(Source extract)

Grief is truly a popular subject on this blog. Many people resonate with some of what has been presented. Others find this point of view foreign. Our community is made up of many differing souls. We all experience loss and we each have our own way of dealing with it.
Have you considered the other forms of loss? There are many and they may easily overlap. The difficult aspect about grief is that it layers upon itself. Your many losses stack one upon the other and cause you to feel blanketed by sadness.
The loss of a grandparent may be early on. Then the loss of your home life when you move out and become more independent. Then the grief of aging another year. Then the grief of being diagnosed with a medical illness…If we don’t deal with each loss when it occurs then it will build upon all of your grief and overwhelm you.
When you cry for no apparent reason, that is grief. It moves silently behind the scenes until your reserves are low, then it presents itself suddenly. You find yourself missing someone or sad about a loss in your everyday life.
To focus upon each loss when it occurs, at least partially, will minimize the amount of grief that you have stored in your subconscious.

(End Source extract)
(Data)

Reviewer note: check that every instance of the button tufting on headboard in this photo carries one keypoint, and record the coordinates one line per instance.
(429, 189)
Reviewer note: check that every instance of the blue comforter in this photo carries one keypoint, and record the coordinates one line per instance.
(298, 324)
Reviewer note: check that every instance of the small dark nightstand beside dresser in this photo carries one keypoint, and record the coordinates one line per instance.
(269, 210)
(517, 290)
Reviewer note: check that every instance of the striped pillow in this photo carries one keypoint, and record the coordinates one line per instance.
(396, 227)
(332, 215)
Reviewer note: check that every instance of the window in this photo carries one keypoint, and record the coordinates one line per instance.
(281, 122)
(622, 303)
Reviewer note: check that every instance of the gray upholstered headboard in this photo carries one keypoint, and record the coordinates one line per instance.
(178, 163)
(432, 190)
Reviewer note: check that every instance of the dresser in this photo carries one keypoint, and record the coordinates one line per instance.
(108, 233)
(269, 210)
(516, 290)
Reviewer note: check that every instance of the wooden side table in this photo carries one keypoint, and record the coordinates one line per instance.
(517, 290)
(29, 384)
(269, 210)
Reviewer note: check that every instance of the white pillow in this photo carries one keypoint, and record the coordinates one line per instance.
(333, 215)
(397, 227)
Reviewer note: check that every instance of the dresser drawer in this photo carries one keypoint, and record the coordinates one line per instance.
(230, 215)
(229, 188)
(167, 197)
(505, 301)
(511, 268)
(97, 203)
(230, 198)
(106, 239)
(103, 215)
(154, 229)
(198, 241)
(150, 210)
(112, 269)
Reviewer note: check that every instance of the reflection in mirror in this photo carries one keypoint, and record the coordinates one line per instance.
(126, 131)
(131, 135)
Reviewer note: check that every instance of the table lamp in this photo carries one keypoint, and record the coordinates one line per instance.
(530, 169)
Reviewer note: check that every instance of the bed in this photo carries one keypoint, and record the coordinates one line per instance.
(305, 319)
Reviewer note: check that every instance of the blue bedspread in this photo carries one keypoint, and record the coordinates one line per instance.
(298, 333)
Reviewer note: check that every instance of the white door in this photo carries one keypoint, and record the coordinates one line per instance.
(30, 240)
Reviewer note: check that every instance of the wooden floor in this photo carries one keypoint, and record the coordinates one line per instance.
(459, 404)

(End Data)

Requirement: Reproduce the blog post on grief and layered loss word for word, from beginning to end.

Final answer:
Grief is truly a popular subject on this blog. Many people resonate with some of what has been presented. Others find this point of view foreign. Our community is made up of many differing souls. We all experience loss and we each have our own way of dealing with it.
Have you considered the other forms of loss? There are many and they may easily overlap. The difficult aspect about grief is that it layers upon itself. Your many losses stack one upon the other and cause you to feel blanketed by sadness.
The loss of a grandparent may be early on. Then the loss of your home life when you move out and become more independent. Then the grief of aging another year. Then the grief of being diagnosed with a medical illness…If we don’t deal with each loss when it occurs then it will build upon all of your grief and overwhelm you.
When you cry for no apparent reason, that is grief. It moves silently behind the scenes until your reserves are low, then it presents itself suddenly. You find yourself missing someone or sad about a loss in your everyday life.
To focus upon each loss when it occurs, at least partially, will minimize the amount of grief that you have stored in your subconscious.